### Your objective
Every entry needs to be reproduced exactly.

### Point localization data
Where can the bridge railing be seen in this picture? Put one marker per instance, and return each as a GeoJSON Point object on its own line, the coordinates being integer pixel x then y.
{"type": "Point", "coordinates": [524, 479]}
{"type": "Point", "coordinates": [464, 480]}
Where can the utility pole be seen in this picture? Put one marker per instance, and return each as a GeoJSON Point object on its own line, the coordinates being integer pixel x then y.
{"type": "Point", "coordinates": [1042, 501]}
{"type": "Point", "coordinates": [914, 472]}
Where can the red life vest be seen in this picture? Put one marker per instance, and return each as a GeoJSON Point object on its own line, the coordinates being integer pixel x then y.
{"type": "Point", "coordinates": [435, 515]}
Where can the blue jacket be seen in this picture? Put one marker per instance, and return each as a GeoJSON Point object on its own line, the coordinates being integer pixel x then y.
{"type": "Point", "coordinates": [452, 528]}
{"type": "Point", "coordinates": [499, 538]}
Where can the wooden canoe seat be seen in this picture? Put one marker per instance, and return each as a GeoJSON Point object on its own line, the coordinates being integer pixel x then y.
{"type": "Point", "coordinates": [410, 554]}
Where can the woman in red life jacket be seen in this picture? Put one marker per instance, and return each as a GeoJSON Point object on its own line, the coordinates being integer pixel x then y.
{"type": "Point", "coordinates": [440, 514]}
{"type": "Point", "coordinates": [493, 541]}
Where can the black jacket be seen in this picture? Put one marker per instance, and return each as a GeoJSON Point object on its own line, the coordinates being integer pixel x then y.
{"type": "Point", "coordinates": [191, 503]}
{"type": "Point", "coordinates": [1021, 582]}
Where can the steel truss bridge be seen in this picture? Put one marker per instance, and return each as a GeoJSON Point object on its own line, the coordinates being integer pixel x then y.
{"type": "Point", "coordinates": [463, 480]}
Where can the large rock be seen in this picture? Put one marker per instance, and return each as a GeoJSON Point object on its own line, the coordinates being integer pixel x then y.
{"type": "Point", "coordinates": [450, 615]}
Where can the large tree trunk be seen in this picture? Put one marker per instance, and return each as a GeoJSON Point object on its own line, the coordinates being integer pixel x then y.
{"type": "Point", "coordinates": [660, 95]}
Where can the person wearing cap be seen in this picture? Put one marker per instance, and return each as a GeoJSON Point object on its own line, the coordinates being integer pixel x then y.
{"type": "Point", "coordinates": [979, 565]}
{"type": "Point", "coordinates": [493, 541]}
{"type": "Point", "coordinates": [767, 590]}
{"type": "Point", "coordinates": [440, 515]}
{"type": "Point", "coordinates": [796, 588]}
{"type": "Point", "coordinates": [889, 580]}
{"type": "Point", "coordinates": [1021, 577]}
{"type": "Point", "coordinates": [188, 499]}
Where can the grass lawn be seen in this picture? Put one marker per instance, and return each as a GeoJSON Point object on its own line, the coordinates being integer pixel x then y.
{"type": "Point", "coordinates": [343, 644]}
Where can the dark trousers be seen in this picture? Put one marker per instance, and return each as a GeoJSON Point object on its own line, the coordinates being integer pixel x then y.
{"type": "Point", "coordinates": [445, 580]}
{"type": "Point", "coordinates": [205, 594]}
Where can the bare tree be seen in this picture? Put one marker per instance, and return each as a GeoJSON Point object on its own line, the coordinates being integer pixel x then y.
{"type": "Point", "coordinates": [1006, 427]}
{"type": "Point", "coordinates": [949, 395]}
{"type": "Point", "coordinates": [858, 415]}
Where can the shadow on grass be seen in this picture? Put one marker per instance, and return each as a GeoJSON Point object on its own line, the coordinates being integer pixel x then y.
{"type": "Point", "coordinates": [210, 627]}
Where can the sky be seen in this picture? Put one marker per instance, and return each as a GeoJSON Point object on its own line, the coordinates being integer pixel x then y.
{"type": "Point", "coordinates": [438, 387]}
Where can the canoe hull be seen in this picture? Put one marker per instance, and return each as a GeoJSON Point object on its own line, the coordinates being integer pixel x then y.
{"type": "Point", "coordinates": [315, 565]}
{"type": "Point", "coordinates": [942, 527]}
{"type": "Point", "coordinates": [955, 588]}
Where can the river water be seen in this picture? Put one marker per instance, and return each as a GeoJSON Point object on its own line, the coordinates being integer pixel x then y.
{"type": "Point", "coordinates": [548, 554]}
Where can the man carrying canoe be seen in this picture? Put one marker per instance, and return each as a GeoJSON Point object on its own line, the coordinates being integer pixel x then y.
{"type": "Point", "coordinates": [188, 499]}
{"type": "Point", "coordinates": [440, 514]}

### Task response
Where can the bridge railing be seen in this picture? Put one marker per instance, and return each as a GeoJSON Point object on its own line, the coordinates being integer pixel x then y.
{"type": "Point", "coordinates": [524, 479]}
{"type": "Point", "coordinates": [464, 480]}
Where can the utility pole be seen in this picture? Put one marker per instance, and return each as a GeoJSON Point object on its own line, the coordinates being integer pixel x then y.
{"type": "Point", "coordinates": [1042, 501]}
{"type": "Point", "coordinates": [914, 472]}
Where can the red life vest be seen in this picture? Put one marker per instance, and return each as a GeoJSON Point object on its own line, the coordinates being integer pixel x then y.
{"type": "Point", "coordinates": [435, 515]}
Where can the blue jacket be seen in this picture? Put one marker per instance, and return each as a GeoJSON Point object on its own line, the coordinates being integer pixel x then y.
{"type": "Point", "coordinates": [452, 528]}
{"type": "Point", "coordinates": [499, 538]}
Where can the wooden canoe seat be seen in this picture? Put one marker per instance, and return each as a GeoJSON Point object on its own line, the coordinates being integer pixel x then y.
{"type": "Point", "coordinates": [410, 554]}
Where can the woman in red life jacket be seen in this picture? Put one marker per instance, and return each as a GeoJSON Point object on its own line, the coordinates being integer pixel x then y.
{"type": "Point", "coordinates": [440, 514]}
{"type": "Point", "coordinates": [493, 541]}
Where can the black jacket be seen in this picture? Put one marker per instance, and return each as a GeoJSON Point object on its own line, the coordinates being integer pixel x then y.
{"type": "Point", "coordinates": [191, 503]}
{"type": "Point", "coordinates": [1021, 582]}
Where can the steel truss bridge be seen in this picture? Put one marker per instance, and return each as a GeoJSON Point object on its own line, the coordinates being integer pixel x then y.
{"type": "Point", "coordinates": [463, 480]}
Where can the large rock be seen in this picture? Put one marker per instance, and return each as a GeoJSON Point object on its own line, the coordinates being integer pixel x then y.
{"type": "Point", "coordinates": [450, 615]}
Where can the large tree trunk be seen in this picture? Put one marker per instance, and return each as a GeoJSON Point object on its own line, the coordinates being integer pixel x then y.
{"type": "Point", "coordinates": [660, 95]}
Where can the person wearing cap be seen in this picture? Put one marker per instance, and return each as a GeoJSON Point object on its own line, the coordinates being integer pixel x then y.
{"type": "Point", "coordinates": [979, 565]}
{"type": "Point", "coordinates": [493, 541]}
{"type": "Point", "coordinates": [767, 590]}
{"type": "Point", "coordinates": [440, 515]}
{"type": "Point", "coordinates": [796, 588]}
{"type": "Point", "coordinates": [889, 580]}
{"type": "Point", "coordinates": [1021, 577]}
{"type": "Point", "coordinates": [188, 499]}
Where can the grass lawn be seen in this picture? Put one marker per instance, and return each as a GeoJSON Point object on its own line, the coordinates being integer pixel x then y.
{"type": "Point", "coordinates": [343, 644]}
Where can the dark trousers be seen in this picture? Put one marker per instance, and return each as a GeoJSON Point object on its own line, the coordinates being integer pixel x then y.
{"type": "Point", "coordinates": [445, 580]}
{"type": "Point", "coordinates": [205, 594]}
Where can the bare tree be seen in this picture? Put one marker per instance, and return each as a GeoJSON Point object on its own line, the coordinates being integer pixel x then y.
{"type": "Point", "coordinates": [1006, 427]}
{"type": "Point", "coordinates": [949, 395]}
{"type": "Point", "coordinates": [858, 415]}
Where can the shadow on grass be seen in this picture? Put one marker per instance, and return each as a GeoJSON Point object on its own line, the coordinates being integer pixel x then y.
{"type": "Point", "coordinates": [210, 627]}
Where can the sky be seen in this picture? Put one marker per instance, and return each as a GeoJSON Point object on its own line, the coordinates being integer pixel x then y.
{"type": "Point", "coordinates": [438, 387]}
Where can the canoe hull be seen in this picture? Put one marker per instance, and return each as a GeoJSON Point object on its own line, the coordinates being integer pixel x then y.
{"type": "Point", "coordinates": [315, 565]}
{"type": "Point", "coordinates": [942, 527]}
{"type": "Point", "coordinates": [955, 588]}
Where can the river water be seen in this picture? Put one marker per instance, and return each as a GeoJSON Point object on its own line, the coordinates being integer pixel x then y.
{"type": "Point", "coordinates": [548, 554]}
Where can the man carrying canoe be seen in this picture? Put one marker per instance, and return each as a GeoJSON Point object on its own line, the coordinates being integer pixel x then y.
{"type": "Point", "coordinates": [188, 499]}
{"type": "Point", "coordinates": [440, 514]}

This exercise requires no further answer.